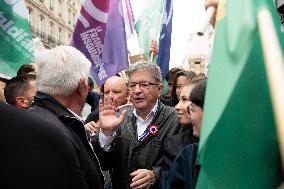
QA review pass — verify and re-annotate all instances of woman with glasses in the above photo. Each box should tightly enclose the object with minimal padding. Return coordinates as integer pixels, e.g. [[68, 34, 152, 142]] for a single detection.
[[164, 77, 205, 165], [160, 80, 207, 189]]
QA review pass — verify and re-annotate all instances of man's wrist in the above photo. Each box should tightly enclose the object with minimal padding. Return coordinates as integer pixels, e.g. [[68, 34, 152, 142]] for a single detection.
[[101, 128, 114, 136]]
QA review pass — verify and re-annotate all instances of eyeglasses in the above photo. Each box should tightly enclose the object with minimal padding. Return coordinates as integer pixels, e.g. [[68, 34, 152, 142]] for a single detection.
[[127, 81, 158, 91], [187, 103, 201, 115]]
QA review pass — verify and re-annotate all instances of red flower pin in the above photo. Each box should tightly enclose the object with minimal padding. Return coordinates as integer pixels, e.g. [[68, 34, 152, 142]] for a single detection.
[[148, 125, 159, 136]]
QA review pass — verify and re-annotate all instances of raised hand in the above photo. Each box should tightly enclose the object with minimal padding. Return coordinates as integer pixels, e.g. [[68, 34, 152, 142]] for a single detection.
[[84, 121, 100, 136], [99, 96, 126, 136], [130, 169, 155, 189]]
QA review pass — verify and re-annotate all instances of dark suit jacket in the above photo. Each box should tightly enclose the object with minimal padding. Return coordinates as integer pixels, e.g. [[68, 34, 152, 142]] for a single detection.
[[160, 143, 200, 189], [0, 103, 99, 189], [29, 91, 104, 189], [92, 102, 180, 189]]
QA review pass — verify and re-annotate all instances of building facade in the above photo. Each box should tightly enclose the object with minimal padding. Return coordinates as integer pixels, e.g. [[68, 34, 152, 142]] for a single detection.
[[25, 0, 81, 48]]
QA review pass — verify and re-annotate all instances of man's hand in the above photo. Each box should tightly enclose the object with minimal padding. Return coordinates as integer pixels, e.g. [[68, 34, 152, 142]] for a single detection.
[[130, 169, 155, 189], [99, 97, 126, 136], [149, 39, 159, 62], [84, 121, 100, 136], [204, 0, 219, 27]]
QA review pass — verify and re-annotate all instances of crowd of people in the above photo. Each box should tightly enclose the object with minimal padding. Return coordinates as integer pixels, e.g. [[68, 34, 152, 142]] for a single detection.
[[3, 0, 282, 189], [1, 46, 206, 189], [0, 0, 213, 189]]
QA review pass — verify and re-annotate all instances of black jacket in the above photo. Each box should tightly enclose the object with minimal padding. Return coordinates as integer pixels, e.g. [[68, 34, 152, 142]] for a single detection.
[[0, 103, 99, 189], [29, 92, 104, 189], [164, 124, 199, 168], [160, 143, 200, 189], [92, 102, 180, 189]]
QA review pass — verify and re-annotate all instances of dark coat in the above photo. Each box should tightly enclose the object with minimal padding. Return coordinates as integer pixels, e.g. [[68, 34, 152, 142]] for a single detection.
[[29, 92, 104, 189], [0, 103, 100, 189], [86, 91, 101, 112], [160, 143, 200, 189], [92, 102, 180, 189], [164, 125, 199, 168]]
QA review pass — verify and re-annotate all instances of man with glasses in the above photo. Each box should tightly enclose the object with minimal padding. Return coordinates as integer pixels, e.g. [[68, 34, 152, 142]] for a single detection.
[[93, 62, 180, 189]]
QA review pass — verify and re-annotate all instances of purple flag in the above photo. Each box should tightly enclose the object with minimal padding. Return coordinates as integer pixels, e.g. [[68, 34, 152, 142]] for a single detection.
[[71, 0, 128, 85], [102, 0, 128, 84]]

▶ _YOUR INSTRUCTIONS_
Quote the records above exactly, leaving out any pictures.

▶ _ANSWER TO THIS PROBLEM_
QA review pass — verify and re-annotate all instances of woman with glasses in the above photo. Each box should tightly enclose the object with minimal padding. Return coordinates as integer pixels, e.g. [[68, 34, 152, 142]] for a single detection.
[[164, 77, 205, 165], [160, 80, 207, 189]]
QA review pass — verify and re-annotate all instances of man's wrist in the above photo. Each box should tightly enclose the object with minimal padding. Return coordinates as integer pixels, e.g. [[68, 34, 152, 142]] for a single detection.
[[101, 128, 114, 136]]
QA review pass — verify and re-annotate all instances of eyeglasses in the above photo. Each box should tightly enclose the object with minimal padding. Return coordinates as integer pixels, e.g. [[68, 34, 152, 142]] for a single detection.
[[127, 81, 158, 91], [187, 103, 201, 115]]
QA review pass — verify and re-annotate all instances of red flower pin in the above photo. Each box should tightly enclose the object with minimal padding. Return coordinates as integer pixels, e.g. [[68, 34, 152, 142]] for a single detection.
[[148, 125, 159, 136]]
QA review pass — verify and re-annotate all instances of raised hand in the above photo. Each box should tightly enclose the object with minimal padding. Return coordinates as integer pixels, e.g. [[68, 34, 152, 142]] for a single detection.
[[84, 121, 100, 136], [99, 96, 126, 136], [130, 169, 155, 189]]
QA review pass — verify and re-annotate all instances of dark suit jacket in the above photo. Each box should tightly enclose the object with minimal padding. Return coordinates as integer pixels, e.g. [[68, 34, 152, 142]] for a single detection.
[[160, 143, 200, 189], [0, 103, 99, 189], [29, 91, 104, 189], [92, 102, 180, 189]]
QA review pass — verify and re-annotate all instances of building facade in the above photo. Each box should tightly enclose the object with minimal padding. Return coordinates as integer pixels, e.g. [[68, 34, 152, 142]] for a single detection.
[[25, 0, 81, 48]]
QA review pass — verify and re-annotate all instances of man's hand in the above photo. Each box should tightly enclose the object with minimal padding. Return coordinates as integer pixels, e.g. [[68, 34, 152, 142]] for a single detection.
[[130, 169, 155, 189], [99, 97, 126, 136], [149, 39, 159, 62], [84, 121, 100, 136], [204, 0, 219, 27]]
QA review pass — verify and re-annotate all instances of crowd of people in the above photo. Each box should tightly enclose the object with minimal padding. Return coordinates as integer pixels, e.g. [[68, 34, 152, 142]] for a single detection.
[[3, 0, 282, 189], [1, 46, 206, 189], [0, 0, 213, 189]]
QA review pass — verify and re-annotate all instances of black jacket in the above photo. Each box should tightly enclose the object with minimal padding. Return coordinates as integer pixels, e.g. [[68, 34, 152, 142]] for a single detection.
[[0, 103, 99, 189], [29, 92, 104, 189], [164, 124, 199, 168], [160, 143, 200, 189], [92, 102, 180, 189]]
QA review pass — verify and re-annotate all instances of dark coat in the above photo. Each box should tightly enclose the object with minimal padding. Return coordinates as integer pixels, e.g. [[68, 34, 152, 142]] for a single detection.
[[29, 92, 104, 189], [0, 103, 100, 189], [86, 91, 101, 112], [160, 143, 200, 189], [92, 102, 180, 189], [164, 125, 199, 168]]
QA review pass — verify and re-annotate all instances of man with glasses in the above photo. Each box should tightly enclose the object with minimal padding. Return coordinates as integer pixels, e.g. [[68, 34, 152, 142]] for a single detection.
[[93, 62, 180, 189]]
QA review pass — verify and re-annotate all instances of purple flag in the above photo. Each box should tightly enclose the object with minimal padding. Return coordinates as integer pixels, e.g. [[68, 34, 152, 142]] for a single detection.
[[71, 0, 128, 85], [102, 0, 128, 84]]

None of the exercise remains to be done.